Imam Khomeini Education and Research Institute (also Imam Khomeini's Educational and Research Institute , Moassesseh-ye Amuzeshi va Pezhuheshi-ye Emam Khomeini) is a Shia Islamic religious educational institute in Qom, Iran.  It was founded in 1991 by cleric Ayatollah Mohammad-Taqi Mesbah-Yazdi who was the institute's director until his passing.

The institute has been described by one source as being concerned with how Iran's Islamic government can adapt the fast-moving scientific and technological developments of the 21st century to its own needs, particularly by explaining scientific issues to leading Islamic religious scholars (marjas) and through these religious scholars bring the thinking of science to the masses of Muslims "so that Iranian scientists can operate on a par with other researchers anywhere in the world."

→ **Set tasks**:
A. According to the passage on the Imam Khomeini Education and Research Institute, in what year was the institute founded?
B. Pick up the passage on the Imam Khomeini Education and Research Institute after its final sentence and carry it forward.

→ **Extracted information**:
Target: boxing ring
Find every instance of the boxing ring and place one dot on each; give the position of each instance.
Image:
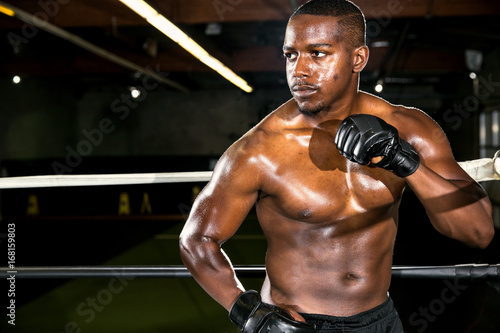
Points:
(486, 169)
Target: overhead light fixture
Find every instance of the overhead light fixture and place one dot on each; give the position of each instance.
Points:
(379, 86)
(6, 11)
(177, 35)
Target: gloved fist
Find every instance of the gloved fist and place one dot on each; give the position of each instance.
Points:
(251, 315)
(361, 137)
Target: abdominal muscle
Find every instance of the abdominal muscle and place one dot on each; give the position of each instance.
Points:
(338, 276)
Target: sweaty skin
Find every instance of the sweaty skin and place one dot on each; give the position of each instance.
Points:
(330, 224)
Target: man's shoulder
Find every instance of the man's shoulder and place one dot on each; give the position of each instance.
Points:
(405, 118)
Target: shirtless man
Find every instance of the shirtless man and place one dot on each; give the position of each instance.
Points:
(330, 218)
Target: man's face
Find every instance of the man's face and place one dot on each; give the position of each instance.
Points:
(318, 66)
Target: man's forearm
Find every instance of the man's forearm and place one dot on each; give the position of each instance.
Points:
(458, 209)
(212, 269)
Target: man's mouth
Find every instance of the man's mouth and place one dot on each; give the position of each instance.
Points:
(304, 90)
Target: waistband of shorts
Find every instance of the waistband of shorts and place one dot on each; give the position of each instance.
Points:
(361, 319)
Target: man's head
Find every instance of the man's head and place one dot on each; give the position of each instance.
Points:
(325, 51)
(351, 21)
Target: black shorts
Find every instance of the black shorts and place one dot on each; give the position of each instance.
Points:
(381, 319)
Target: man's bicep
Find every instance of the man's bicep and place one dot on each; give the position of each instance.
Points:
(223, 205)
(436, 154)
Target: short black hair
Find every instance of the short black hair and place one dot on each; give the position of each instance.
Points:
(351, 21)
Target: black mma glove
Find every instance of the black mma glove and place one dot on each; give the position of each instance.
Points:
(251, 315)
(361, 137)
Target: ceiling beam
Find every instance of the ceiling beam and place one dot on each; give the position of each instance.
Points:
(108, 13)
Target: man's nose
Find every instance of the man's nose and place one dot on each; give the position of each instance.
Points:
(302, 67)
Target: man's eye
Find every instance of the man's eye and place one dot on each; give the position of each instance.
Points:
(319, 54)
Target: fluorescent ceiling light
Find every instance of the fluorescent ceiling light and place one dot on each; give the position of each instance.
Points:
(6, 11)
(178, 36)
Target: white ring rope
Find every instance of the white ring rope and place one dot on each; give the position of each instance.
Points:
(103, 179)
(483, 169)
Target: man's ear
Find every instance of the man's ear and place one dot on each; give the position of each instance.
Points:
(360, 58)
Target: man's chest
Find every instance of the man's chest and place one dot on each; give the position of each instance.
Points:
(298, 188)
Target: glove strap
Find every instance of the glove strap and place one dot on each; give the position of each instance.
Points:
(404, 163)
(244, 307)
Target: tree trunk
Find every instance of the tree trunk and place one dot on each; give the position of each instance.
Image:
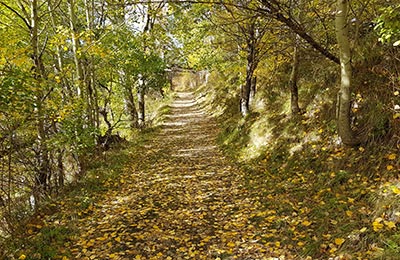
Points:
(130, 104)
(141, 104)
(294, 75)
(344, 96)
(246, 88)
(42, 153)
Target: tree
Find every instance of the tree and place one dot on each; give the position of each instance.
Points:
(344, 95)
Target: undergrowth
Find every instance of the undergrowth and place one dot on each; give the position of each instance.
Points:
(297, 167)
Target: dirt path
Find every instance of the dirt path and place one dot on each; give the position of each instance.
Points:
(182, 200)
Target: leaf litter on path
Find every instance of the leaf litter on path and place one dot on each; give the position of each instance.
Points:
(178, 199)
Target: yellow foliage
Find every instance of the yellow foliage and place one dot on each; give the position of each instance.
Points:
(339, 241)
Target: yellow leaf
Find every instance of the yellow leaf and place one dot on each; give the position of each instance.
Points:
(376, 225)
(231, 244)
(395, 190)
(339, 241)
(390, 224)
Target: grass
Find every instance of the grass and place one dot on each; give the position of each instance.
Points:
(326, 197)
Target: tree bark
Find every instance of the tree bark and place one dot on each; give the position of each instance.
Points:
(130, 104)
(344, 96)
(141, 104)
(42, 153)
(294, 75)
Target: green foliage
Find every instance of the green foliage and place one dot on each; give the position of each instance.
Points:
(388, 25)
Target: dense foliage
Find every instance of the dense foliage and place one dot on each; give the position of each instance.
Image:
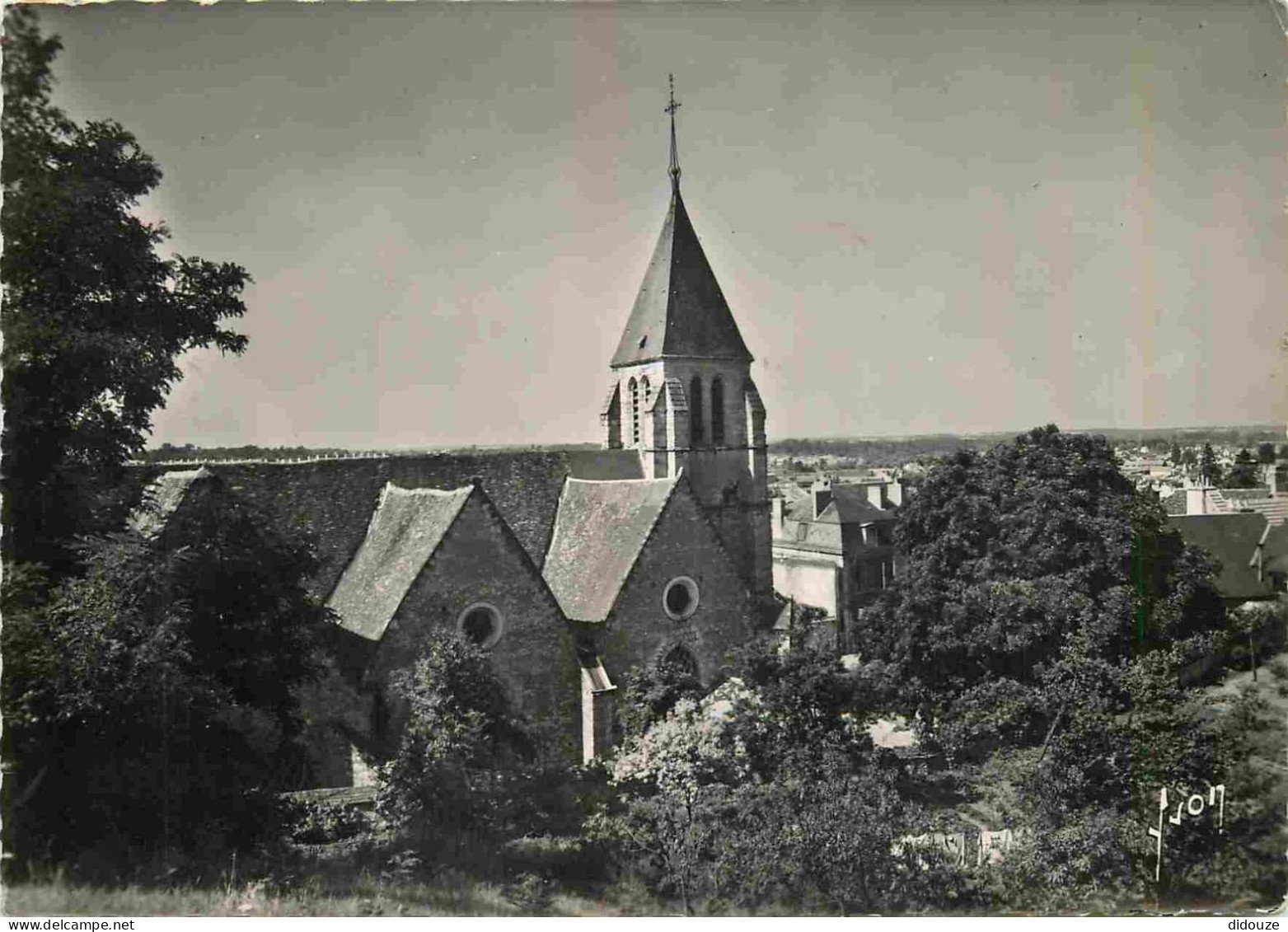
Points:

→ **Expected responses**:
A. 1991

B.
Another source describes the institute as having been founded to counteract the challenge to and criticism of the clerical leadership of the Islamic government by intellectuals such as Abdolkarim Soroush.

Some clergy at the institute reject the theory of evolution, but approve of other pursuits of science, such as sperm and embryo donation, cloning or surrogate motherhood, and Embryonic stem cell research.

In keeping with the principle of separation of the sexes, women do not participate in classes inside the institute.

The institute publishes the weekly periodical, Parto-Sokhan.

Departments
 Department of Contemporary Iranian Thought and History
 Department of Psychology
 Department of Educational Studies
 Department of Political Science
 Department of Philosophy
 Department of Qur’anic Exegesis and Sciences
 Department of Sociology
 Department of Law
 Department of Mysticism
 Department of Islamic Theology and Philosophy of Religion
 Department of Management
 Department of Religious Studies
 Department of Economics
 Department of Ethics
 Department of History

Personalities
Mahmoud Rajabi (Chancellor)
 Nasser Biria(The Vice President for Research)
 Sadeq Mousavi-Nasab(The Vice President for Education)
 Mohammad Ali Shomali (head of the institute's religious department)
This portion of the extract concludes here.